## SOURCE EXCERPT:

#####

Right, Hanson is American of Scandinavian heritage 
Sym #2 is his best known, but not his best - #3, and #1 are stronger...when in school, i played Sym #2 with Hanson conducting.
I sometimes group him with other notable Scandinavian symphonists - Sibelius, Nielsen...they share a similar sonority - rocky, craggy, brassy, but sometimes very lyrical as well.


----------



## SanAntone (May 10, 2020)

*Leonard Bernstein (1918-1990)*












> Leonard Bernstein was an American conductor, composer, pianist, music educator, author, and humanitarian. Among the most important conductors of his time, he was also the first American conductor to receive international acclaim. According to music critic Donal Henahan, he was "one of the most prodigiously talented and successful musicians in American history".


As a composer, Bernstein's primary stylistic trait is one that was omnivorous, cross-genre, consuming any and all styles of music in order to produce an individual blend that was uniquely American. Popular genres Jazz, Broadway, Pop, Rock, as well as Classical styles Post-romantic, Atonal, and Neo-Classicism, were all colors on his palette.

His works include three symphonies, _Chichester Psalms_, _Serenade after Plato's "Symposium"_, the original score for the film _On the Waterfront_, and theater works including _On the Town_, _Wonderful Town_, _Candide_, and his _MASS_.






Bernstein can be seen as the primary heir to George Gershwin, a composer who also straddled the line between Popular and Classical music. However, Bernstein was more formally trained in Classical music, and brought a deeper awareness of the Classical tradition to his work, if maybe less of a native genius than Gershwin.

Unfortunately, because of his busy schedule as a conductor Bernstein never had enough time to devote solely to composing, and one cannot overlook this reality. Just as Gershwin's life was cut short and the potential works he might have written were never realized, we will never know what works Bernstein might have created had he not had a world class conducting career.

#####

Pointing and labeling entries
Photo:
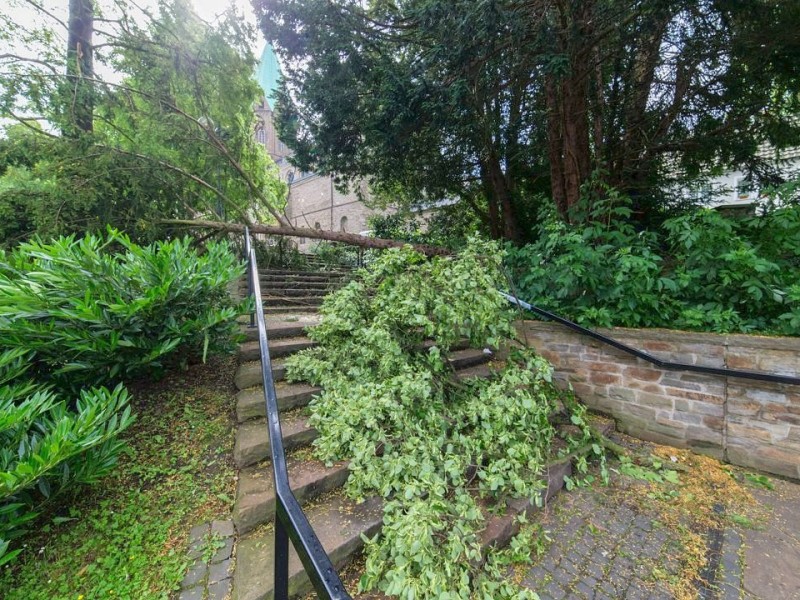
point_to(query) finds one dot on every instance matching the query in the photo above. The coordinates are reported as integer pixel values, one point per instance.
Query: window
(261, 134)
(744, 187)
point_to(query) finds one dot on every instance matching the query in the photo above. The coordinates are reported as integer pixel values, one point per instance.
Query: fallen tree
(331, 236)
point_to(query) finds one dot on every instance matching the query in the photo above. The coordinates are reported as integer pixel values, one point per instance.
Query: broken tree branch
(317, 234)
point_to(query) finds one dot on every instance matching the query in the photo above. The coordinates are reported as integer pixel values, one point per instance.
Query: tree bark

#####

## TASK INSTRUCTIONS:
1. Reproduce the composer discussion between "Bernstein can be" and "class conducting career.", inclusive, replacing "busy schedule" with "demanding schedule".
2. Write the next part of the composer discussion, picking up after its final sentence.
The items stand apart from the composer discussion and are separate material.

## EXPECTED ANSWERS:
1.
Bernstein can be seen as the primary heir to George Gershwin, a composer who also straddled the line between Popular and Classical music. However, Bernstein was more formally trained in Classical music, and brought a deeper awareness of the Classical tradition to his work, if maybe less of a native genius than Gershwin.

Unfortunately, because of his demanding schedule as a conductor Bernstein never had enough time to devote solely to composing, and one cannot overlook this reality. Just as Gershwin's life was cut short and the potential works he might have written were never realized, we will never know what works Bernstein might have created had he not had a world class conducting career.

2.
----------



## SanAntone (May 10, 2020)

*Terry Riley (1935)*












> Terrence Mitchell Riley (born June 24, 1935), is an American composer and performing musician best known as a pioneer of the minimalist school of composition. Influenced by jazz and Indian classical music, his music became notable for its innovative use of repetition, tape music techniques, and delay systems. He produced his best known works in the 1960s: the 1964 composition In C and the 1969 LP A Rainbow in Curved Air, both considered landmarks of minimalism and important influences on experimental, rock, and contemporary electronic music.


I find it interesting from what region of the US a composer comes from. Riley is from California and can be linked to other Westerners like *Henry Cowell*, and *John Cage*, both of whom were experimenters, as is Terry Riley. Riley also studied Indian Classical music with *Pandit Pran Nath* and making several trips to India for the purpose of expanding his knowledge of this tradition. Riley also cites "the really great chamber music groups of John Coltrane and Miles Davis, Charles Mingus, Bill Evans, and Gil Evans" as influences on his work.

Early on Riley was lumped into the Minimalist camp along with Philip Glass and Steve Reich, although aside from _In C_ I hear his music as being very different from theirs.

Riley began his long-lasting association with the *Kronos Quartet* when he met their founder David Harrington while at Mills College where Riley had taught for a period of time. Riley has composed 13 string quartets for the ensemble, in addition to other works.

Over time Riley has gotten more into traditional forms of Classical music, writing his first orchestral piece, _Jade Palace_, in 1991, and has continued to pursue that avenue, with several commissioned orchestral compositions following.

*Kronos Quartet performs Terry Riley's Sun Rings*


----------



## SanAntone (May 10, 2020)

*The New York School*



> The New York School was an informal group of American poets, painters, dancers, and musicians active in the 1950s and 1960s in New York City. They often drew inspiration from surrealism and the contemporary avant-garde art movements, in particular action painting, abstract expressionism, jazz, improvisational theater, experimental music, and the interaction of friends in the New York City art world's vanguard circle.
> 
> The term also refers to a circle of composers in the 1950s which included *John Cage*, *Morton Feldman*, *Earle Brown* and *Christian Wolff*. Their music influenced the music and events of the *Fluxus* group, and drew its name from the Abstract Expressionist painters above.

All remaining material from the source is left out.